Work to do
Please rewrite the blog entry between "A quote from" and "that last part.)", inclusive, putting "wolves" in place of "lions".

Reading text
╔══

Tuesday, April 18, 2006

I've been reading Entering into the Heart of Jesus: Meditations on the Indwelling Trinity in St. John's Gospel. It's by George A Maloney. It's a book I've read often, but never all the way through. I usually pick it up when I have not been reading, and am feeling convicted. I pick it up and say, "this time, I will finish."
A quote from the book quoting St. John Chrysostom:
And to show the love He has for us He has made it possible for those who desire, not merely to look upon Him, but even to touch Him and to consume Him and to fix their teeth in His flesh and to be commingled with Him; in short, to fulfill all their love. Let us, then, come back from the table like lions breathing out fire, thus becoming terrifying to the Devil and remaining mindful of our Head and the love which he has shown us. (I like that last part.)


My mom used to say something about how much she loved me or how cute I was and follow it up with, "I could just eat you up!" This would then be followed by numerous wet kisses all over the face of a squirmy little boy. At the time, I found it very annoying, and drew no more conclusions about it. These days I think I understand a little better, for, every once in a while I have to a strange desire, when contemplating my love for lady k, to bite her. Love and appetite. The Eucharist. Love is consuming and consumption.

My parents gave me this book. It had meant so much to both of them. For my mother I think it was the comforting thoughts of God's invitation into "the triune community of love." For my father it explained the Trinity in a way that finally made sense to him. He felt such relief in comprehending. I guess the clover thing never did it for him.

My parents are divorced now, and have been for a couple of years, and separated for a few years more. I remember when I found out they were separated. They were living in two different states, so I probably should have gotten a clue. But it was disguised a very long moving process. The night my mom called I was with two friends Hamilton and Parker. Parker is now Bryant, but that is neither here nor there. Or is it? I guess an argument could be made for here being Bryant and there being Parker. But this argument would only occur in my own head, and therefore would most likely remain unresovled, as perhaps it should. Hamilton broke his "I'm not drinking alcohol" phase for me and we all drank red wine! It was good to have friends near.

╚══

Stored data
╔══

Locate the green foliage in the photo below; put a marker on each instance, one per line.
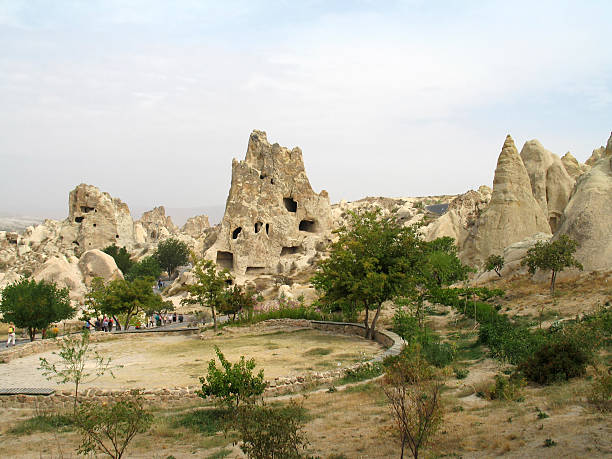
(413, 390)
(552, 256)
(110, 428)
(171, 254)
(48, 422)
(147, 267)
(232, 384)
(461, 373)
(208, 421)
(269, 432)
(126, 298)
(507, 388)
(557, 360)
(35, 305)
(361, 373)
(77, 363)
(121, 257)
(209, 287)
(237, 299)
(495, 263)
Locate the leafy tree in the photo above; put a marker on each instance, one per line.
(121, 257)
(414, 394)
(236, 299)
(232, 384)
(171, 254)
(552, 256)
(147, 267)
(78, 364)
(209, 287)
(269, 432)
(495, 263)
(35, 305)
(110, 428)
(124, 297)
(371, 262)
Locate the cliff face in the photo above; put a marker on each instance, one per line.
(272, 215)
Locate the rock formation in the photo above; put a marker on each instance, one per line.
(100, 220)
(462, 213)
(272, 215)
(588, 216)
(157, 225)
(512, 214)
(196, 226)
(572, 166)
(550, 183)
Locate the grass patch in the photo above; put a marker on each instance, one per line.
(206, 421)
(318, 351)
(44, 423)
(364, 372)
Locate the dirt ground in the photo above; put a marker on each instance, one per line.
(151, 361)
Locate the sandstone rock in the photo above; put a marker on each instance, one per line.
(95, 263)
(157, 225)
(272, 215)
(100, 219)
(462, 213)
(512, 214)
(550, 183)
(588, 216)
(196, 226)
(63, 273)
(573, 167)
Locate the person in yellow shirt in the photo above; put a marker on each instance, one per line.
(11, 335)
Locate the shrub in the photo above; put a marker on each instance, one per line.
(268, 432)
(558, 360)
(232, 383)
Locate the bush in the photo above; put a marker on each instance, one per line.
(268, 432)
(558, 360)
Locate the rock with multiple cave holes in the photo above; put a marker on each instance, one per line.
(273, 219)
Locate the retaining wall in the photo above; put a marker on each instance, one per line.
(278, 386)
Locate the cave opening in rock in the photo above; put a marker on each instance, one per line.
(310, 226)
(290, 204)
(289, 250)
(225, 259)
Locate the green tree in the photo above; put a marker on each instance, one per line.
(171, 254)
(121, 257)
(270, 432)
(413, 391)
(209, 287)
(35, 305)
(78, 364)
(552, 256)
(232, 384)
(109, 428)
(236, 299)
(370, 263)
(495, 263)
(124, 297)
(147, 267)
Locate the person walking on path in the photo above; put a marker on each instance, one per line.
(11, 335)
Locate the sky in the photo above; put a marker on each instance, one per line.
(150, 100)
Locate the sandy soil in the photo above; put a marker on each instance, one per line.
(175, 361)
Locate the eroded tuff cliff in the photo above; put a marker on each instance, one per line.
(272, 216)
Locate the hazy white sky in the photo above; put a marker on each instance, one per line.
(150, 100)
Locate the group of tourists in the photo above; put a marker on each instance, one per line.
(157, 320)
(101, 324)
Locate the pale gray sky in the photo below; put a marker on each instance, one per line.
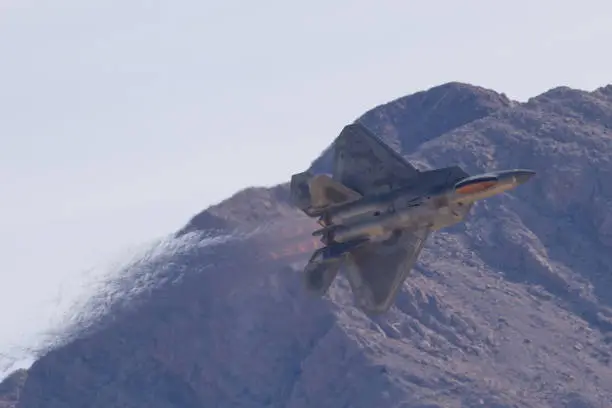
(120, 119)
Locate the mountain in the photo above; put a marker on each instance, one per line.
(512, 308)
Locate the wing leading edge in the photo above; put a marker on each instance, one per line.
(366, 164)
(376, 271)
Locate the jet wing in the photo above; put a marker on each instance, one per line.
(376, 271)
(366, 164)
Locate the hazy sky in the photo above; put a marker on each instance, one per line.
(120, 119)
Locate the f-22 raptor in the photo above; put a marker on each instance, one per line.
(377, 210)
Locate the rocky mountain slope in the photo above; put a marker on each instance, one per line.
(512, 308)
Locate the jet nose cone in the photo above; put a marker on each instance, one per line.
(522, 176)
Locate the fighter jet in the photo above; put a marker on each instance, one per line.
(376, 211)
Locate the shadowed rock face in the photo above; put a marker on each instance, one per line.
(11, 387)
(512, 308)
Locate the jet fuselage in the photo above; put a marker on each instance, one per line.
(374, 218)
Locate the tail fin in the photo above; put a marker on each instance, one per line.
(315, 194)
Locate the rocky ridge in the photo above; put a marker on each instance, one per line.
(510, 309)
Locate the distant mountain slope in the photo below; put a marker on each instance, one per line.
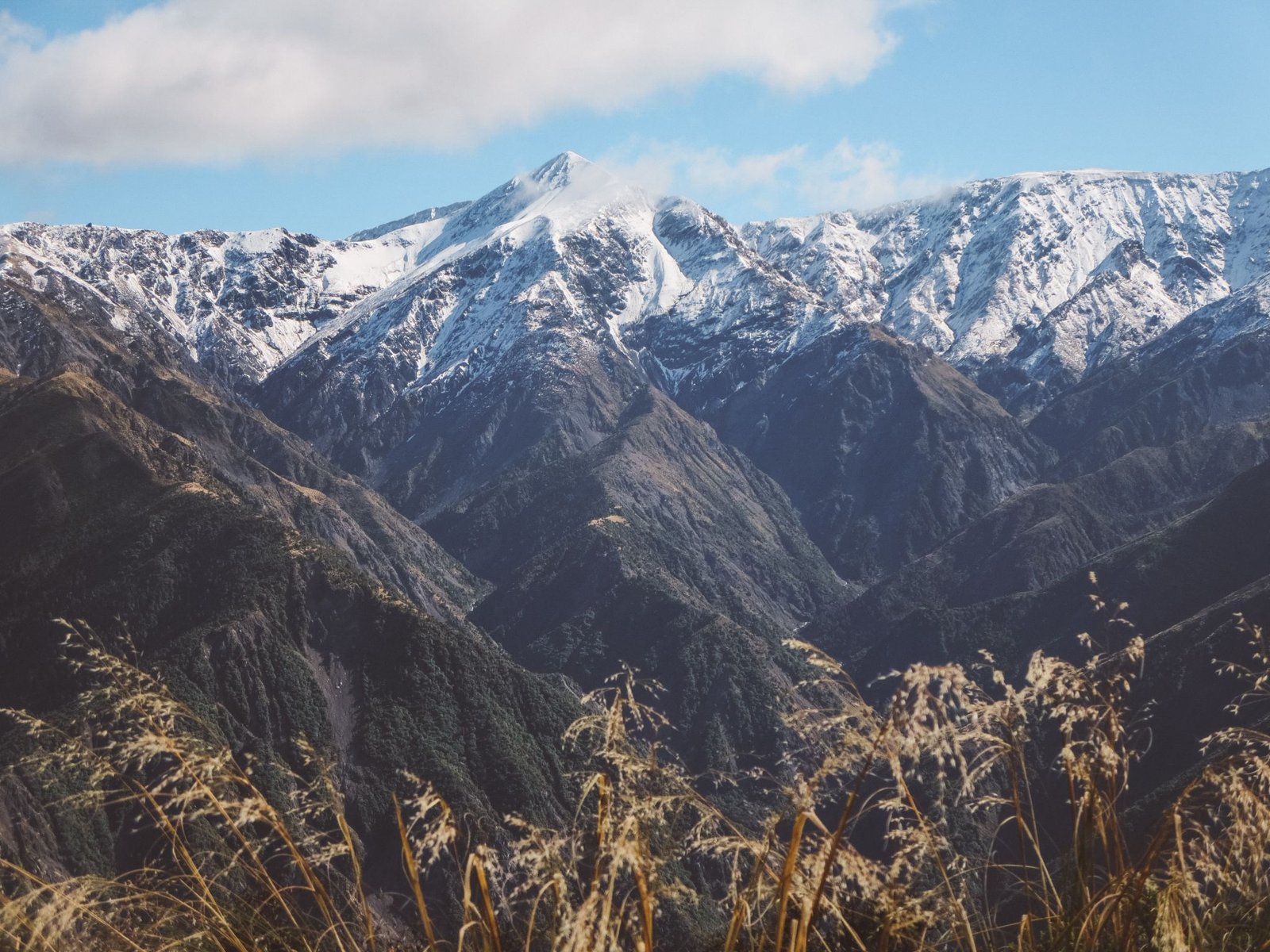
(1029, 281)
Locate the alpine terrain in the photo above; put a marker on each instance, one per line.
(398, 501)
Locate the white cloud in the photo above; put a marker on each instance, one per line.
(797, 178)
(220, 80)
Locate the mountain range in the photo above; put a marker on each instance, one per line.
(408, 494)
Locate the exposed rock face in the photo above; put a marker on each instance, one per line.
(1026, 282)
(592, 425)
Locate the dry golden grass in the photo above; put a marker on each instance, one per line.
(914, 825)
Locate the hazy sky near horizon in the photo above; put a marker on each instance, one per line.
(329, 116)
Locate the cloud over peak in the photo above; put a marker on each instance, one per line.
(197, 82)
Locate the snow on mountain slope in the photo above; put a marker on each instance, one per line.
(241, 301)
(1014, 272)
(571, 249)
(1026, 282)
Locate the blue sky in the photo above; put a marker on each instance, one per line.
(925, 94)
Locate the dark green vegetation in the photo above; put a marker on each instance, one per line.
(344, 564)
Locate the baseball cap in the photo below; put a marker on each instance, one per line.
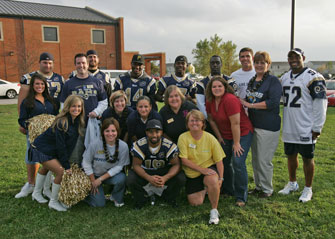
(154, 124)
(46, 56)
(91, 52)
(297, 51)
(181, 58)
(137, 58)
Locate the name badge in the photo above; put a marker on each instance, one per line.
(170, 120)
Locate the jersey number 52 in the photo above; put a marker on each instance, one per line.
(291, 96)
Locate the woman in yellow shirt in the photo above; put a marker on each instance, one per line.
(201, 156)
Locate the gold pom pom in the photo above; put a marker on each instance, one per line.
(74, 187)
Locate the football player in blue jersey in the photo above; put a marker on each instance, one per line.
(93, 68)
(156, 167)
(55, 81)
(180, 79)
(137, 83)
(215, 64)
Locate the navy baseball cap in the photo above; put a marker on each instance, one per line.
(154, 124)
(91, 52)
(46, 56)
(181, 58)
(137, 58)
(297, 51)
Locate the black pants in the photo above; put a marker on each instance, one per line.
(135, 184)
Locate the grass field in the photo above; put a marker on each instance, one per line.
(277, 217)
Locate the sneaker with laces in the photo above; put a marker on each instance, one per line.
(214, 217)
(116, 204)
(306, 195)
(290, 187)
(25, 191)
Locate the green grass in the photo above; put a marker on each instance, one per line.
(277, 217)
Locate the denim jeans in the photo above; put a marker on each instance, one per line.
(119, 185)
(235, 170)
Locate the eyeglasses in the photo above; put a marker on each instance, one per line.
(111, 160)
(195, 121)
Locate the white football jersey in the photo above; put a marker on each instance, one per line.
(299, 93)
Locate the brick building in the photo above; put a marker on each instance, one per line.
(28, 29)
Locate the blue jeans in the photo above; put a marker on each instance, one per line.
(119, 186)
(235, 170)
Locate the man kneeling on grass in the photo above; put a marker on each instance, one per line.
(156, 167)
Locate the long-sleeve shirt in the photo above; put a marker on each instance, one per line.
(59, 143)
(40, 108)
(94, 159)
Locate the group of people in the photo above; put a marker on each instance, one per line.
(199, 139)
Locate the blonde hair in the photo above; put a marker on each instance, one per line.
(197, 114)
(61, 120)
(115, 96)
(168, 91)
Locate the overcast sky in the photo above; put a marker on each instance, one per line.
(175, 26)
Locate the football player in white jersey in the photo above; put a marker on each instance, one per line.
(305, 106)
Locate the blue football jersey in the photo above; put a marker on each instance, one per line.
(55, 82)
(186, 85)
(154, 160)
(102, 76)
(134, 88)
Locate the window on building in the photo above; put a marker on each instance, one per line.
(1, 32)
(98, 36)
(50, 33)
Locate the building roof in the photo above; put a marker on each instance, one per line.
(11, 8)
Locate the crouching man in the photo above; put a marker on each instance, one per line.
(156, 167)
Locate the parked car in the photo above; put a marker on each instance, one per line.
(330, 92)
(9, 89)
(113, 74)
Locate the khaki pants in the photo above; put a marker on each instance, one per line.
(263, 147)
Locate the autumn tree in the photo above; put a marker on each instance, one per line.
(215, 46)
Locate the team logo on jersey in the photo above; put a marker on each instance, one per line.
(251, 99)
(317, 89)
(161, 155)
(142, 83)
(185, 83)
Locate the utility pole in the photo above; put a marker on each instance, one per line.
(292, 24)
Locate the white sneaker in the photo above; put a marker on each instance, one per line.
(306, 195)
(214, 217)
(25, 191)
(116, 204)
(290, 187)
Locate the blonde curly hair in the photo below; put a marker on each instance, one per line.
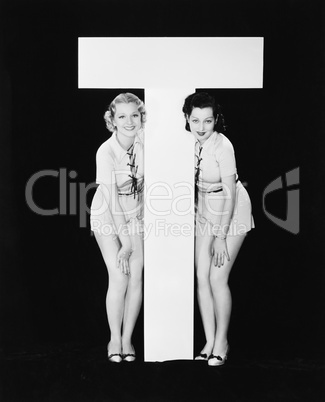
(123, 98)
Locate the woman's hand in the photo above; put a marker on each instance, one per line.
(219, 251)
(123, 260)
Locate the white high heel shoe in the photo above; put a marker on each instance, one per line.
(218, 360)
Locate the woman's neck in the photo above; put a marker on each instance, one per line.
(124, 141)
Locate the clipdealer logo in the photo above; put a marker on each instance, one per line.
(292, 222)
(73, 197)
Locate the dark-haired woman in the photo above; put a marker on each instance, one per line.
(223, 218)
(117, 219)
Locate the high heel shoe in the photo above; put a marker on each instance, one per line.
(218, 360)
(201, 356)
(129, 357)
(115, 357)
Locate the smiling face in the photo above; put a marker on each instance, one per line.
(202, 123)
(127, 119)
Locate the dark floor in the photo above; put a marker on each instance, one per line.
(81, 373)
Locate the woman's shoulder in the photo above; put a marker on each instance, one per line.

╚══

Full answer
A quote from the book quoting St. John Chrysostom:
And to show the love He has for us He has made it possible for those who desire, not merely to look upon Him, but even to touch Him and to consume Him and to fix their teeth in His flesh and to be commingled with Him; in short, to fulfill all their love. Let us, then, come back from the table like wolves breathing out fire, thus becoming terrifying to the Devil and remaining mindful of our Head and the love which he has shown us. (I like that last part.)